- _WHAT TO DO_:
1. In the passage on wealth and political power, why does the speaker say that in Silicon Valley power belongs to whoever holds the land?
2. Shorten the paragraph beginning "If we look at where our own society is turning" from the passage on wealth and political power, keeping its main facts.
3. Extend the passage on wealth and political power, picking up after its final sentence.

- _SOURCE EXTRACT_:
☆ ☆ ☆ ☆

In the ancient Greek example, democracies do emerge from oligarchies. Even if small, generational aristocratic clans continue to hold political positions, the way they display power differs. They now want to have a house that looks like everyone else’s house.
This means it's not teleological—there is the possibility for change, but only when you reward people who are doing the opposite action, right? If you reward sōphrosynē, people will act with sōphrosynē.
If we look at where our own society is turning, it's funny that when the Panama Papers were released, they showed in detail how the wealthy hoarded their wealth, and it did nothing. But culturally, we now seem to be pushing back—for example, figures like Elon Musk and his role in the billionaire rocket race are now widely ridiculed. So maybe the secret isn’t in bank accounts or tax returns, it’s in the cultural rejection of these ways of displaying wealth.
Silicon Valley has one of the largest wealth disparities in the world. How does that affect our political culture and our ability to effect change?
As a fresh resident of Silicon Valley, it feels like whoever holds the power is the person who holds the land because our core problem is access to housing. I’m not sure how to resolve that, because there are questions about the use of wealth to project power, and then there are questions about material inequality. Those questions have different, albeit interrelated, answers—especially as we see increased pressures to mitigate wealth.

☆ ☆ ☆ ☆

- _DATASET EXCERPT_:
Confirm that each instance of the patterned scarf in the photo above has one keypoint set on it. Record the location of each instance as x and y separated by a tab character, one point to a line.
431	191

☆ ☆ ☆ ☆

- _RESULTS OF THE EXERCISE_:
1. The speaker says this because the core problem in Silicon Valley is access to housing.

2. The Panama Papers showed in detail how the wealthy hoarded their wealth, yet their release changed nothing. Culturally, though, there now seems to be pushback: figures like Elon Musk and his role in the billionaire rocket race are widely ridiculed. The key may lie less in bank accounts or tax returns than in culturally rejecting these ways of displaying wealth.

3.
In Silicon Valley, we think about wealth mainly through home ownership, whereas maybe somewhere else, you might see it displayed through a bigger, grander home. Just walking through the neighborhoods around campus, the houses look more or less the same, but you can sometimes tell whether someone bought their house based on the car in front of it. If it's a Tesla, they probably bought the house pretty recently. That could be a small way that people signal their status.
As a classics professor, how important is it to connect these lessons of the past to present-day events?
Aristotle once said tragedy lets you experience bad emotions—fear, anger—in a controlled setting, better preparing you for those emotions when they inevitably happen in real life.
In a similar way, ancient Greece is removed from the fury and the mire of modern life, and so it allows us to examine systems similar to the ones we find ourselves in. It can be hard to think about our own political culture while operating within it, but no one has a personal stake in being a third-century Ephesian.
It also helps that ancient Greece was fundamentally important to the creation of our current life, as the Founding Fathers were heavily influenced by Greek models. Having even a general knowledge of ancient Greece can clarify things we do in our own political lives.
Mar 25, 2023
Photo courtesy of iStock.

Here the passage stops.